> [RECORDS TO USE]:
◆ ◆ ◆ ◆

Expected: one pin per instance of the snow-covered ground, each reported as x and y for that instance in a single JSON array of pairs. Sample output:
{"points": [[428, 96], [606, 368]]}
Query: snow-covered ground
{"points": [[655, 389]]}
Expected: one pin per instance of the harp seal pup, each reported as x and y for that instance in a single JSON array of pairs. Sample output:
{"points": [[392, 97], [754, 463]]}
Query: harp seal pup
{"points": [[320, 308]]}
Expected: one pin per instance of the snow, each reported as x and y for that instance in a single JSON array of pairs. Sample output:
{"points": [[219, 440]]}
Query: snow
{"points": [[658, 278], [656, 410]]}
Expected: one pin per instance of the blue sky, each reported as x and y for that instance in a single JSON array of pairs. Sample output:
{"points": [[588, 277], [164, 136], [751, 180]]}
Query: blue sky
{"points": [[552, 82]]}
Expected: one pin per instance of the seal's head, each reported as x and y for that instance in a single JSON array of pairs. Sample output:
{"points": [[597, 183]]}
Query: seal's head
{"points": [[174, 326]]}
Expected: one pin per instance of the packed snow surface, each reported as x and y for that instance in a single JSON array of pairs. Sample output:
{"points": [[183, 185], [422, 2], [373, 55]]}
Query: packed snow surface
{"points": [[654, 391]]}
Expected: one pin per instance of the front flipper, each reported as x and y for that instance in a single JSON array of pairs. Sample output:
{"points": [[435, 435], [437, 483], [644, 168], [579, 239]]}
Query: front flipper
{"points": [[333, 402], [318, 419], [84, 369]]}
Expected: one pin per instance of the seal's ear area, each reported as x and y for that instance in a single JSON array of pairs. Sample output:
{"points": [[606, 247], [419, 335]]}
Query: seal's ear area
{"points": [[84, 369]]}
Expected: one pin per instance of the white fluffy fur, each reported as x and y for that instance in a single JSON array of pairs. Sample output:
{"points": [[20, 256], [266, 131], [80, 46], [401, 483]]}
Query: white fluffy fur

◆ ◆ ◆ ◆

> [EXERCISE PROMPT]: Each of the records is to be repeated word for word.

> [FINAL ANSWER]:
Expected: one pin per instance of the snow-covered ground, each reported as x and y for that instance in a single JSON array of pairs. Sample output:
{"points": [[428, 96], [606, 368]]}
Query: snow-covered ground
{"points": [[655, 389]]}
Expected: one pin per instance of the harp seal pup, each reported as x and y for that instance in a single JSON array of pairs. Sample output:
{"points": [[392, 97], [754, 463]]}
Query: harp seal pup
{"points": [[320, 308]]}
Expected: one pin per instance of the snow, each reported as x and y for that instance in a single JSON array of pairs. Sample output:
{"points": [[219, 440]]}
Query: snow
{"points": [[658, 278], [656, 410]]}
Expected: one pin per instance of the blue sky, each reported as x and y for that instance in a single JSON array of pairs. Sample output:
{"points": [[588, 277], [164, 136], [751, 180]]}
Query: blue sky
{"points": [[552, 82]]}
Expected: one pin per instance of the seal's head, each reported as x and y for that instance in a single JSON array of pairs. Sample output:
{"points": [[597, 183]]}
Query: seal's head
{"points": [[174, 326]]}
Expected: one pin per instance of the packed snow surface, each reported as x and y for that instance in a single JSON array of pairs. Sample output:
{"points": [[183, 185], [422, 2], [373, 55]]}
Query: packed snow surface
{"points": [[654, 391]]}
Expected: one pin per instance of the front flipper, each reported as x and y for that instance in a single JSON array of pairs. Sample output:
{"points": [[435, 435], [437, 483], [644, 168], [579, 239]]}
Query: front flipper
{"points": [[333, 402], [318, 419], [84, 369]]}
Expected: one pin per instance of the seal's ear area, each reported as x and y for that instance in a single JSON array of pairs. Sample output:
{"points": [[606, 247], [419, 335]]}
Query: seal's ear area
{"points": [[84, 369]]}
Expected: one pin per instance of the white fluffy fur, each reported as x and y for that instance in a single JSON array of pairs. Sample output:
{"points": [[20, 256], [266, 131], [80, 46], [401, 483]]}
Query: white fluffy fur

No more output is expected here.